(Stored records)
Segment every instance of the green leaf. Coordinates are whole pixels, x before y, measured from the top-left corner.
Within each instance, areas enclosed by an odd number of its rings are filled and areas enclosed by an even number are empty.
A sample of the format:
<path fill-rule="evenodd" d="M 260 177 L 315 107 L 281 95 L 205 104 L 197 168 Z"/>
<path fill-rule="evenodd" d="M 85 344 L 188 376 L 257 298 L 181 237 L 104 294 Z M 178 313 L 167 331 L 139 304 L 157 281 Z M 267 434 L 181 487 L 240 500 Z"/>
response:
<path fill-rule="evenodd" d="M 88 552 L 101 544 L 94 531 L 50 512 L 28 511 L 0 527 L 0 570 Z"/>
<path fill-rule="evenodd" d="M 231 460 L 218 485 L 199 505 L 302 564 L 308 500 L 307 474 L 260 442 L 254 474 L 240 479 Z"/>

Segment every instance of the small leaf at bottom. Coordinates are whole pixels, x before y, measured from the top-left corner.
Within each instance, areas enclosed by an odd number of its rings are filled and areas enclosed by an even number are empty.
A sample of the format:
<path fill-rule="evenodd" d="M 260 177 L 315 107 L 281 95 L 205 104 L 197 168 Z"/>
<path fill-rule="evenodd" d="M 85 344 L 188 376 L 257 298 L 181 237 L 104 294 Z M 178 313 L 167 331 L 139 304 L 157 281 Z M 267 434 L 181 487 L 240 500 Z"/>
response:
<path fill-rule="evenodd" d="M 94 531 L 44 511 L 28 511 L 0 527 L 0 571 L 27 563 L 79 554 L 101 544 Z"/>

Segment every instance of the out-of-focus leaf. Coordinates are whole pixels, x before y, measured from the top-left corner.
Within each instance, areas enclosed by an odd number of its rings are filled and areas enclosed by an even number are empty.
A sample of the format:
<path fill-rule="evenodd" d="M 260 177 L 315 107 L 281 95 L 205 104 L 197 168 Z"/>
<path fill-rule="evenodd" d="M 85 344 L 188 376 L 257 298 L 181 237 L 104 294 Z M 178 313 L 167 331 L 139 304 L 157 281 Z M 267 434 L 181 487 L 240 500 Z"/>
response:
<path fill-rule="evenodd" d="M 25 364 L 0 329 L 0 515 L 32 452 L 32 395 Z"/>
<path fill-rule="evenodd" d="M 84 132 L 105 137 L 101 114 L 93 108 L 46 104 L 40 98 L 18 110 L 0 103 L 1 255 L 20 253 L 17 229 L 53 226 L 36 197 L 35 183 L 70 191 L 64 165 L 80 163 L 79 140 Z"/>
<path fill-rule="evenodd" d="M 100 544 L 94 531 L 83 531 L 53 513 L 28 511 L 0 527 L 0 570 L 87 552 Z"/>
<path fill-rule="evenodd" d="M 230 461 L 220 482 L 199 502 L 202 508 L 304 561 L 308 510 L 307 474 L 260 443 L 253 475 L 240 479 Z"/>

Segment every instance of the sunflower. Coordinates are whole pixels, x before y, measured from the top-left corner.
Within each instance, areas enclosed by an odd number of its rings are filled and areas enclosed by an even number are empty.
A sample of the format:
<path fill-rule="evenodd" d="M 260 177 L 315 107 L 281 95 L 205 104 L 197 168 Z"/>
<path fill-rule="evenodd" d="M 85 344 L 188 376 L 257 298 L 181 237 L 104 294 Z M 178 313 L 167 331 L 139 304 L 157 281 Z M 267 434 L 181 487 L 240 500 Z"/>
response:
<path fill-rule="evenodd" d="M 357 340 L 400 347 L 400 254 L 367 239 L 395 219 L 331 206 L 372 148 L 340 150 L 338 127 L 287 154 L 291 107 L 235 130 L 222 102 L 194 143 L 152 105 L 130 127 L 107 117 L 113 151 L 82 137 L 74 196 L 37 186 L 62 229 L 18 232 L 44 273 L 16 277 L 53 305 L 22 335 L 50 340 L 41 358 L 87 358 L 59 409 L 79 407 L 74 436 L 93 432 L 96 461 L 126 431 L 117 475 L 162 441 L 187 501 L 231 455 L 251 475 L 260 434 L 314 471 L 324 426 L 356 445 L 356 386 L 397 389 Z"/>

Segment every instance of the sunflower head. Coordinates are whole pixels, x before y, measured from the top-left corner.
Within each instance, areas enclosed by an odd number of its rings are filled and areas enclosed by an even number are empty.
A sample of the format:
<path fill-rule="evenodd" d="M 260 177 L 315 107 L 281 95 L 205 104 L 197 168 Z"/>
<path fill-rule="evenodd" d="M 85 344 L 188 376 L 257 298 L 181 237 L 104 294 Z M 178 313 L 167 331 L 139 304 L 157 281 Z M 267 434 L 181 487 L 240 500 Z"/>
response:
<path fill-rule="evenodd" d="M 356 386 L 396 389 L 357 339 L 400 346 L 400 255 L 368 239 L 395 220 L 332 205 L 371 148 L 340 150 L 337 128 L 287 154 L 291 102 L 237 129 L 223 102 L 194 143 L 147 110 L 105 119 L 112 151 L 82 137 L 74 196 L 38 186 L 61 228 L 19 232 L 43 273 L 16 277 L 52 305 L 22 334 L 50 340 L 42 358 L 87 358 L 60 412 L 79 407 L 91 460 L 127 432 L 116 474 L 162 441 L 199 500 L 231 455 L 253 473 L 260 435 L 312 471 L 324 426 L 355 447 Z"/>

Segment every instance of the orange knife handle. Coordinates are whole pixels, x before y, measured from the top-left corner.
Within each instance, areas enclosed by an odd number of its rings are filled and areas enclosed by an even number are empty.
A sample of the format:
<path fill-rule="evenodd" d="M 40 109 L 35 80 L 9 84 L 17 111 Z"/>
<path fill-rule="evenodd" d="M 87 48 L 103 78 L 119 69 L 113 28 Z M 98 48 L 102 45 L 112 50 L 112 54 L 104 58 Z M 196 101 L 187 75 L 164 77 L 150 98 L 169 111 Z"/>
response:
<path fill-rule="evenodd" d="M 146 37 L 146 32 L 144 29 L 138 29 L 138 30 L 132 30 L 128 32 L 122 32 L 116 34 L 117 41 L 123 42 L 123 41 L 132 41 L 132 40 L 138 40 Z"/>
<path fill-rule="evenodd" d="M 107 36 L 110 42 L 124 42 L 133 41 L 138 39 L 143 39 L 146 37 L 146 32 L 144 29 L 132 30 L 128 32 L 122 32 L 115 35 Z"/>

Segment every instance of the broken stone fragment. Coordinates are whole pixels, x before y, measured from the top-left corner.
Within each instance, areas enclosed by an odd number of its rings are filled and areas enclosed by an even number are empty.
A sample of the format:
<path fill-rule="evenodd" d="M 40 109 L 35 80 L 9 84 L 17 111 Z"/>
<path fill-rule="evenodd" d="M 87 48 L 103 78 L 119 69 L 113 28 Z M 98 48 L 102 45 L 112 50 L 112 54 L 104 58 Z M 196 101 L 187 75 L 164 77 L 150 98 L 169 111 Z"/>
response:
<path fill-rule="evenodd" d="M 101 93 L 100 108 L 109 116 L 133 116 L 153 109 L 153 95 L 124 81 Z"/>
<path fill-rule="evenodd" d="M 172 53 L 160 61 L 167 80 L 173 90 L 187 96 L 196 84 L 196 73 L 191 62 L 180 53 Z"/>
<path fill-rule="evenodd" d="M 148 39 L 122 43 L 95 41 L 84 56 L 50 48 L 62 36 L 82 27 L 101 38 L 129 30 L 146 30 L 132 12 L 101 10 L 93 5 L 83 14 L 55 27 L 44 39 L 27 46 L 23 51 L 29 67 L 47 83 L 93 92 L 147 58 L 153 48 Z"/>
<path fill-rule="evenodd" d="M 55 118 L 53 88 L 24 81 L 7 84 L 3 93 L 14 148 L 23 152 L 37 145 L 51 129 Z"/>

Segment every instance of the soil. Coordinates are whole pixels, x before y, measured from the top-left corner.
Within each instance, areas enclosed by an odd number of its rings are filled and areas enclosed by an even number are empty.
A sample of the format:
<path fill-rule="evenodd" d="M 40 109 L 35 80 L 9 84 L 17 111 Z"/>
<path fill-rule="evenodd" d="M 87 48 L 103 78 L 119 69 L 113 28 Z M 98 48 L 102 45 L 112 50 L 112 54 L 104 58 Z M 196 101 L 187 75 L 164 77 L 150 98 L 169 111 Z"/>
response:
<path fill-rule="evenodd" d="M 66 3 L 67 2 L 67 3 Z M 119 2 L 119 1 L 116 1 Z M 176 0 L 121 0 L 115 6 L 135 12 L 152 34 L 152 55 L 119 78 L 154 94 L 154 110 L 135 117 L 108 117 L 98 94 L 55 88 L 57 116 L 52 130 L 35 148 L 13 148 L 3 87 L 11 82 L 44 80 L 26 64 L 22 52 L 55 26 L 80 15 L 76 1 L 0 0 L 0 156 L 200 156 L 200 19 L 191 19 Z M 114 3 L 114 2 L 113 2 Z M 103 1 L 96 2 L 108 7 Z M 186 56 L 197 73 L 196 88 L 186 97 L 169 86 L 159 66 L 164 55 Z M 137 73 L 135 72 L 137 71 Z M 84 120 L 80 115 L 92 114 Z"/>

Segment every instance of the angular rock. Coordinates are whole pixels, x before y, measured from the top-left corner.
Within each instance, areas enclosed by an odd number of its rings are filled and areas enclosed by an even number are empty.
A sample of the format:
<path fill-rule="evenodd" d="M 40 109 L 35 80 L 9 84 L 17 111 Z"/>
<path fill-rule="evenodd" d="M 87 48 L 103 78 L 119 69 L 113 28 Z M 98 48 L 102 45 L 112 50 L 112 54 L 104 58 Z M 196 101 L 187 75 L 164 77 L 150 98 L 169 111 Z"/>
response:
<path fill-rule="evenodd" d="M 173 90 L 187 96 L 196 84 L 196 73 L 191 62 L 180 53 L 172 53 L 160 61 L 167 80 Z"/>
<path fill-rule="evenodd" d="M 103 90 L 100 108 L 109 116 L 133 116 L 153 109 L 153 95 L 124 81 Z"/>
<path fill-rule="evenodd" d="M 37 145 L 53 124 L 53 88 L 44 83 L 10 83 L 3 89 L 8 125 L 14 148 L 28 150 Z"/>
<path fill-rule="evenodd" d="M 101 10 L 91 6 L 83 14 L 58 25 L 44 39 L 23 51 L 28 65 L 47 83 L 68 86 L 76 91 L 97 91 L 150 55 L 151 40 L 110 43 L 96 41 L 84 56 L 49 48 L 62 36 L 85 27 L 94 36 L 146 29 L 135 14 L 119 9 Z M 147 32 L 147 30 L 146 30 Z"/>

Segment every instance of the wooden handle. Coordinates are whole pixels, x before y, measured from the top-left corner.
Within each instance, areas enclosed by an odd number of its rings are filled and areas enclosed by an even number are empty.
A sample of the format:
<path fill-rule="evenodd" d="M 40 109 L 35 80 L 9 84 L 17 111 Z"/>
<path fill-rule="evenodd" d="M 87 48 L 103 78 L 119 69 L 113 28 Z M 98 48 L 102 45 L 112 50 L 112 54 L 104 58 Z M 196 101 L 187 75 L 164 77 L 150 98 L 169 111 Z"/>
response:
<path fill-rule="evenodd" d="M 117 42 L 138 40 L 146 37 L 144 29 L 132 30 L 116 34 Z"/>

• _Task item_: For the string "whole", return every line of the data where it appears.

• _Answer to the problem_:
Segment every instance of the green leaf. Coordinates are whole pixels, x before y, measured from the top-left corner.
Segment every instance of the small leaf at bottom. Coordinates are whole pixels, x before y, measured from the top-left corner.
Segment every instance of the out-of-focus leaf. Coordinates are whole pixels, x before y, measured from the top-left corner.
Segment every instance of the sunflower. Coordinates are whole pixels, x before y, measured from the top-left corner.
Segment every instance of the sunflower head. Coordinates are whole pixels, x before y, measured from the top-left corner.
Segment every instance of the orange knife handle. Coordinates are whole pixels, x before y, measured from the top-left corner.
Segment every instance of the broken stone fragment. Coordinates are whole pixels, x before y, measured from the top-left corner.
Segment every instance of the soil. Coordinates are whole pixels, x before y, measured from the top-left corner.
Segment every instance of the angular rock. Coordinates are whole pixels, x before y, measured from the top-left corner.
Segment every instance of the wooden handle. Coordinates are whole pixels, x before y, measured from the top-left corner.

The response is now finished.